▶ _CONSIGNES_
**a.** Relevez toutes les organisations que le texte sur le lobby turc et les médias désigne par un sigle, en indiquant pour chacune le nom complet et le sigle.
**b.** Rédigez la suite du texte sur le lobby turc et les médias, à partir de sa dernière phrase.

▶ _TEXTE SOURCE_

* * *

J’ai souligné le fait que l’American Turkish Council (ATC), le lobby turc et ces groupes de pression turcs oeuvrent de concert en partenariat avec l’AIPAC (American Israel Public Affairs Committee) et le JINSA (Jewish Institute for National Security Affairs). Si bien que non seulement il y a cette pression sur les médias de la part du lobby turc et des personnalités américaines impliqués dans la corruption, mais ils exercent aussi cette pression sur les médias via leurs partenaires issus du lobby pro-Israël – or l’influence de ce dernier sur les grands médias aux Etats-Unis est indéniable.

L’ironie de l’histoire c’est que ma déposition a été publiée en une des journaux turcs – et la Turquie ne se vante pas de la liberté des médias -, alors que les grands médias n’ont pas écrit un mot à ce sujet.

* * *

▶ _DONNÉES ENREGISTRÉES_

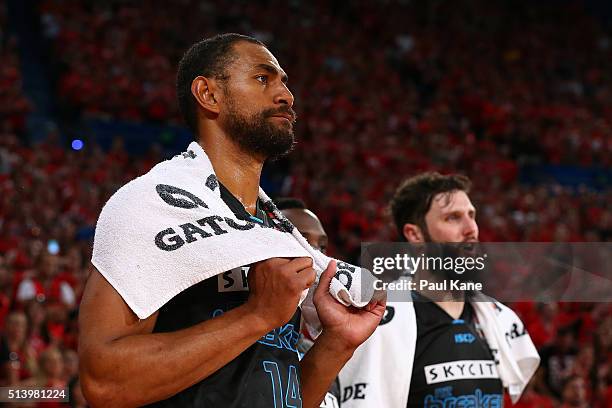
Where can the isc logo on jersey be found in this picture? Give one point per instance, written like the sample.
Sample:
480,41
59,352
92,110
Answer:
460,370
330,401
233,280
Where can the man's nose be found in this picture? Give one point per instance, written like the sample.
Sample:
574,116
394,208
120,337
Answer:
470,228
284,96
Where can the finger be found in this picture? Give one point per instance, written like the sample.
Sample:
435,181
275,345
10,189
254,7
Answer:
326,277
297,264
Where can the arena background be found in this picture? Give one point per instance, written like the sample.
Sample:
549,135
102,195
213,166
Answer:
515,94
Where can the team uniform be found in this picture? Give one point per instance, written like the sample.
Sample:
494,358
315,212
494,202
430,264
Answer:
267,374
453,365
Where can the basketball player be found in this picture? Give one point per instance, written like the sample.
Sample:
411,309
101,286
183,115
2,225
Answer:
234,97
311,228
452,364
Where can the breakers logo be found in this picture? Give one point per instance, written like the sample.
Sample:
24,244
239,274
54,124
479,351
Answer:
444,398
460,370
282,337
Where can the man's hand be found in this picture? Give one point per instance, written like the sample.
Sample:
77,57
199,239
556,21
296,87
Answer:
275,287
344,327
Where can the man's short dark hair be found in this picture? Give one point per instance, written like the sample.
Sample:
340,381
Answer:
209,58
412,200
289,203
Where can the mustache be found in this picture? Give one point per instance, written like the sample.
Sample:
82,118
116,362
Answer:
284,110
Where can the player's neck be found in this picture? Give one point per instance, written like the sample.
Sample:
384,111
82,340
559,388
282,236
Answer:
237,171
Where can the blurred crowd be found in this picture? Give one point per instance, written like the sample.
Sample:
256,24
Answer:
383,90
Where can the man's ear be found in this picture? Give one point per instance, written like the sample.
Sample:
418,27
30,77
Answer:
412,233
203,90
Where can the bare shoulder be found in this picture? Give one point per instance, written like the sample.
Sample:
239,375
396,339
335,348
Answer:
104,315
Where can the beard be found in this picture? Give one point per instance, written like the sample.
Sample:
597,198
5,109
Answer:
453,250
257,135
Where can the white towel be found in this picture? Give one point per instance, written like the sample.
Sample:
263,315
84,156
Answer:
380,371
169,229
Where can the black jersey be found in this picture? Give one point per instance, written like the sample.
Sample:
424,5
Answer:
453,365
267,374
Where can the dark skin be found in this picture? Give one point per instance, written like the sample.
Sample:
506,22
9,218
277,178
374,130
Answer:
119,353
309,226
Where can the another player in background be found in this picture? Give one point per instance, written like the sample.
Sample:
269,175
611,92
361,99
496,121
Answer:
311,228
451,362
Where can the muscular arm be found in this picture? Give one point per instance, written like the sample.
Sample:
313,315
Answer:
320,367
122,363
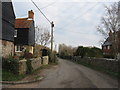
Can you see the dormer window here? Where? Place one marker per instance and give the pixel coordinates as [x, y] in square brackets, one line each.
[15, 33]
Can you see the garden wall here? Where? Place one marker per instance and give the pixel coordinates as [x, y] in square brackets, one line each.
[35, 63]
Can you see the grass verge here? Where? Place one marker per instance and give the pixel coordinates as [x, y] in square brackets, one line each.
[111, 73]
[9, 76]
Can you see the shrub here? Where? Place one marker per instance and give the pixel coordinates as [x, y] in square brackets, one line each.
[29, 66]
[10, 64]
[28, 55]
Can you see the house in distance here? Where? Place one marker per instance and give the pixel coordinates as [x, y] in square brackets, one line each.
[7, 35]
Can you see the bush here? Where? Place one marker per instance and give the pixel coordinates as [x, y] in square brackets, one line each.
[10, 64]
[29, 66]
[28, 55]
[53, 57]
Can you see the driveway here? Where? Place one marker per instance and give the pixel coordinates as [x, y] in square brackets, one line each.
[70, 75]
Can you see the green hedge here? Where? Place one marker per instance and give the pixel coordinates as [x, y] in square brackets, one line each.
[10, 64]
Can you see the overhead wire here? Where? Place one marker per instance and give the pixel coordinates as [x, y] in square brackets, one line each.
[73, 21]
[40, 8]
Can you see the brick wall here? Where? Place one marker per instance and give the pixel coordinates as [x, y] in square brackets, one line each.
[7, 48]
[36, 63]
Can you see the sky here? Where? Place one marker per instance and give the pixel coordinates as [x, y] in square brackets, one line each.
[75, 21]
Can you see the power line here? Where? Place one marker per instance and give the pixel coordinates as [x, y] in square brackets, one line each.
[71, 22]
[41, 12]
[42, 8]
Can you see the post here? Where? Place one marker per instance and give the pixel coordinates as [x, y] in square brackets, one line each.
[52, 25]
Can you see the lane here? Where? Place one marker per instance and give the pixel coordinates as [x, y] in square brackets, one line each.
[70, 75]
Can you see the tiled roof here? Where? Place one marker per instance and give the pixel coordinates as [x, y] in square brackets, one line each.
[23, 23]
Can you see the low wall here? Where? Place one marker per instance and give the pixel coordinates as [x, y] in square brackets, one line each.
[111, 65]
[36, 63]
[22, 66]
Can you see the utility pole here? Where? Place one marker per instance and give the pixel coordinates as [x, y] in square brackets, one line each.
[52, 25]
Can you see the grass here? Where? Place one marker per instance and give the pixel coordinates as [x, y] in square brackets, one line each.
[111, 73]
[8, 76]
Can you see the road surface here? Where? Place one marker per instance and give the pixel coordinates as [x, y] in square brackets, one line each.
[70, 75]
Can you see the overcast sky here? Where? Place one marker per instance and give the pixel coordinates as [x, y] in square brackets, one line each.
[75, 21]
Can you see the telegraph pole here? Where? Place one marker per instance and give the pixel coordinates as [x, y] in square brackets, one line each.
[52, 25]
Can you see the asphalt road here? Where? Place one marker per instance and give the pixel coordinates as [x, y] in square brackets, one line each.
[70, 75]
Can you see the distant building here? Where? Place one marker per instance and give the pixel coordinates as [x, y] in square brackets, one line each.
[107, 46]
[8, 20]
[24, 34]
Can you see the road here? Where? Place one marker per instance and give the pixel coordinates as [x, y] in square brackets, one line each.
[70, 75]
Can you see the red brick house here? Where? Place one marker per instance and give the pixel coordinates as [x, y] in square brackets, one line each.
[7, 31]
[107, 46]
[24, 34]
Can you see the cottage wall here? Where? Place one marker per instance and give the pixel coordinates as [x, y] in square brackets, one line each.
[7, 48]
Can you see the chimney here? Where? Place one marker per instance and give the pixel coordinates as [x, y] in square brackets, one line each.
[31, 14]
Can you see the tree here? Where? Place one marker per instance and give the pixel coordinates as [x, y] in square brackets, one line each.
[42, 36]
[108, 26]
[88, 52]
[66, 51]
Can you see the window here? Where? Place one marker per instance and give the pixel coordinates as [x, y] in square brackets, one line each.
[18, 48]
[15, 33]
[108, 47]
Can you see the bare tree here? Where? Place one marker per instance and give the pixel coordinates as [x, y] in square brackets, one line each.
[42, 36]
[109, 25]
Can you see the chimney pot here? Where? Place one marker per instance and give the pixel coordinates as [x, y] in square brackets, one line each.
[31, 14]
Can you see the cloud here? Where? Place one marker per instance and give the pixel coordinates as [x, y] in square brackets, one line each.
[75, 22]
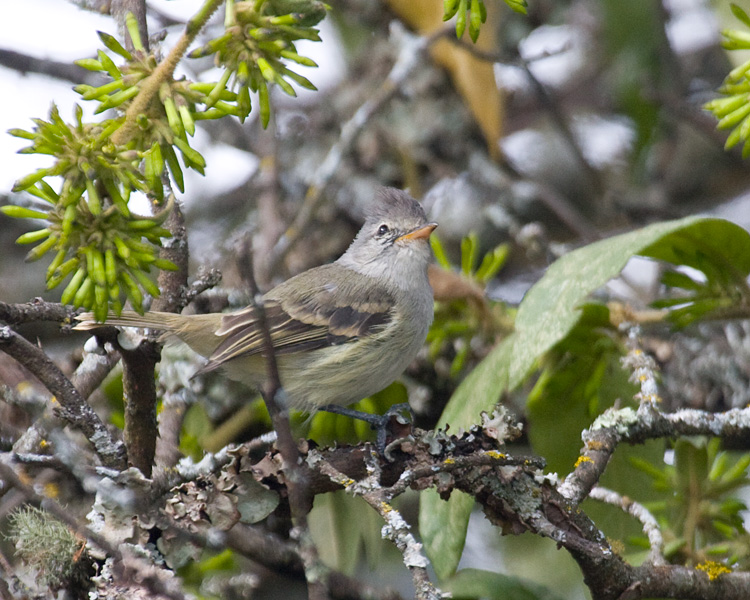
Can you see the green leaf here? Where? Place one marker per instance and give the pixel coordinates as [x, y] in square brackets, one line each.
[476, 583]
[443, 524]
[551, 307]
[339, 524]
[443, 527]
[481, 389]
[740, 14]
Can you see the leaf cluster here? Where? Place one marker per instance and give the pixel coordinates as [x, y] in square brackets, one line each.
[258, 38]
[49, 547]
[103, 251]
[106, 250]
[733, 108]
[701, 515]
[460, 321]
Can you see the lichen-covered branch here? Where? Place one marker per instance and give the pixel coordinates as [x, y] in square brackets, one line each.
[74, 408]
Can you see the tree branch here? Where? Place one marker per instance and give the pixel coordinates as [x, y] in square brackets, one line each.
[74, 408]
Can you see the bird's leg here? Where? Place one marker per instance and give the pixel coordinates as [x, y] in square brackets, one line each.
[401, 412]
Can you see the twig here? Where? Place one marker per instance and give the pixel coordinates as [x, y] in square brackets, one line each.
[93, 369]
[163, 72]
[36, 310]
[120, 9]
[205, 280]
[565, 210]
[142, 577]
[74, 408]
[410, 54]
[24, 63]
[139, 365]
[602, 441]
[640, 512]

* * *

▶ _RÉPONSES AUX CONSIGNES_
**a.**
- American Turkish Council (ATC)
- American Israel Public Affairs Committee (AIPAC)
- Jewish Institute for National Security Affairs (JINSA)

**b.**
Khatchig Mouradian : Dans un article que tu as écrit à propos du 4 Juillet (2), intitulé « It Ain’t about Hot Dogs and Fireworks » [« Il ne s’agit pas de hot-dogs, ni de feux d’artifice »] (3), tu dis : « Rappelons ces termes du serment constitutionnel selon lequel tous les fonctionnaires fédéraux, tous les juges fédéraux, tous les personnels militaires, tous les nouveaux citoyens sont requis de prendre du recul et d’accorder une attention particulière à ces phrases : « soutenir et défendre la Constitution et les lois des Etats-Unis d’Amérique contre tous les ennemis – étrangers et de l’intérieur ». Maintenant demande-toi ce que signifie « ennemis de l’intérieur ». Parle-moi de ces « ennemis de l’intérieur ».

Sibel Edmonds : Les ennemis de l’intérieur auxquels je fais allusion, ce sont ces officiels américains, élus ou nommés, qui ne représentent pas les intérêts du peuple américain – que ce soit des intérêts liés à la sécurité nationale ou à la politique étrangère – et qui, au contraire, ne représentent que leur cupidité, leurs bénéfices financiers et/ou des intérêts étrangers. Dennis Hastert (4) en fournit un bon exemple.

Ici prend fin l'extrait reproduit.